Het is vandaag complimentendag. Mogen wij u even complimenteren? Op uw eentje voert u heviger oppositie tegen de N-VA dan de officiële oppositie.

“Als iemand uit de meerderheid kritiek geeft op een regeringspartner, komt dat scherper aan. Van de oppositie verwacht men ook niets anders. Maar ik ben niet deloyaal tegenover mijn eigen partij, noch tegenover de regering. Ik heb tot nu toe alles meegestemd. Als ik mijn blogs van de laatste weken lees en vergelijk met de interviews met Wouter Beke en Kris Peeters, kan ik mezelf moeilijk iets verwijten.”

Onlangs stelde Johan Van Overtveldt voor om de vennootschapsbelasting te verlagen. Daar waren jullie niet gelukkig mee.

“Ik heb in de krant moeten lezen dat de taxshift langs de kapitaalzijde niet uitgevoerd wordt. Vervolgens wou hij, zonder aan iemand iets te zeggen, nog een gat van 3,5 miljard euro slaan door de vennootschapsbelasting te verlagen. Dat is niet ernstig. Men zegt mij soms dat ik een oppositieman ben, maar als er iemand is die daarop moet letten, is het de voorzitter van de commissie Financiën en Begroting. Waarom hebben we een parlement? Om de regering te controleren en te zeggen: dames en heren, dit verhaal klopt niet.”

Hoe loopt het ondertussen bij CD&V?

“Ons probleem is dat we in een regering zitten waar een partij als CD&V, die een centrumpartij is, eigenlijk de premier moet leveren. Per definitie moeten wij de synthese maken.”

Jammer: uw voorzitter heeft het premierschap ingeleverd in ruil voor een post in de Europese Commissie.

“Ja, goed, dat is de verantwoordelijkheid van Beke en Peeters, ik ga mij daar niet over uitspreken. Maar dat we het nu moeilijk hebben, komt doordat wij in een regering met drie liberale partijen en een liberale premier het sociale aspect voortdurend moeten afschermen. De Wever maakt daar handig gebruik van om ons in de vakbondshoek te duwen. Daardoor komen we over als een ACW-partij in de regering. Maar als ik Marc Leemans (ACV-voorzitter, nvdr) hoor, dan apprecieert die onze rol absoluut niet. Ge doet aan sociale horror, zegt hij. Als regeringsleider kun je die synthese wel brengen.”

(Een blok gegevens)
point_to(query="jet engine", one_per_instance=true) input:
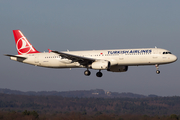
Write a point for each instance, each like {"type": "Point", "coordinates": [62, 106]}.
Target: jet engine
{"type": "Point", "coordinates": [101, 65]}
{"type": "Point", "coordinates": [117, 68]}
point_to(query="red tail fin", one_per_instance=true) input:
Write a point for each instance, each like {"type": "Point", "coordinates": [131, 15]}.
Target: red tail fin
{"type": "Point", "coordinates": [22, 44]}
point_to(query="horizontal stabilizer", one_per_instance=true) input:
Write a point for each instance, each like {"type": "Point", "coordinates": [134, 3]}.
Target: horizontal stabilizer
{"type": "Point", "coordinates": [16, 58]}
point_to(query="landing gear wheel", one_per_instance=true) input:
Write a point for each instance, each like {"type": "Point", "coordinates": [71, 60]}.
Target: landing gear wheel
{"type": "Point", "coordinates": [157, 71]}
{"type": "Point", "coordinates": [99, 74]}
{"type": "Point", "coordinates": [157, 68]}
{"type": "Point", "coordinates": [87, 72]}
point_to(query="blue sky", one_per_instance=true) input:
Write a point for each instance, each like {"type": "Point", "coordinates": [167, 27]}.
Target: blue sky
{"type": "Point", "coordinates": [91, 25]}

- Uit te voeren taken
A. Geef voor elk van de volgende uitspraken aan of ze klopt met het interview over CD&V in de regering: (i) De geïnterviewde zegt tot nu toe alles te hebben meegestemd. (ii) Johan Van Overtveldt stelde voor om de vennootschapsbelasting te verhogen. (iii) Volgens de geïnterviewde waardeert Marc Leemans de rol van CD&V. Antwoord telkens met ja of nee en citeer letterlijk de woorden uit het interview die de doorslag geven.
B. Schrijf het interview over CD&V in de regering verder, te beginnen na de laatste zin van het tekstfragment.

- Schriftelijke antwoorden
A.
(i) Ja: "Ik heb tot nu toe alles meegestemd."
(ii) Nee: "Onlangs stelde Johan Van Overtveldt voor om de vennootschapsbelasting te verlagen."
(iii) Nee: "Maar als ik Marc Leemans (ACV-voorzitter, nvdr) hoor, dan apprecieert die onze rol absoluut niet."

B.
We passeren net de Wetstraat 16. Die had dus van jullie moeten zijn. Leeft dat idee binnen de CD&V?

(aarzelt) Dat is iets persoonlijks. Ik denk dat het beter ware geweest. Dat missen we voor een stuk. Nu moet Peeters linksbuiten spelen, terwijl zijn positie eigenlijk die van Steven Defour op het middenveld is. Het is niet onze rol om linkerspits te spelen, maar we worden in die rol geduwd door De Wever. Dat is de perceptie die hij constant blijft voeden.”

Er zit dus een weeffout in de opstelling van CD&V, die maakt dat jullie in een moeilijke rol zitten – met name Kris Peeters dan?

“Ja, dat moet je hem niet zeggen, dat kun je zo vaststellen. Hij kan niet anders dan doen wat hij doet. Maar CD&V is een synthesepartij en dat is moeilijk als je de premier niet hebt.Dat is ook zo in de Vlaamse regering. Ik denk dat Beke heel goed onderhandeld heeft, ik kan me volledig terugvinden in het regeerakkoord, maar in de uitvoering worden we voortdurend gecounterd door N-VA, die enkel met hun perceptiepolitiek bezig zijn.”

De kans om dit soort coalitie voort te zetten is niet zo groot – als het van u zou afhangen?

“De coalitie zal meegaan tot 2019. Wat er daarna gebeurt? Geen idee, maar ik zal er niet meer bij zijn.

Oei, hebt u er genoeg van?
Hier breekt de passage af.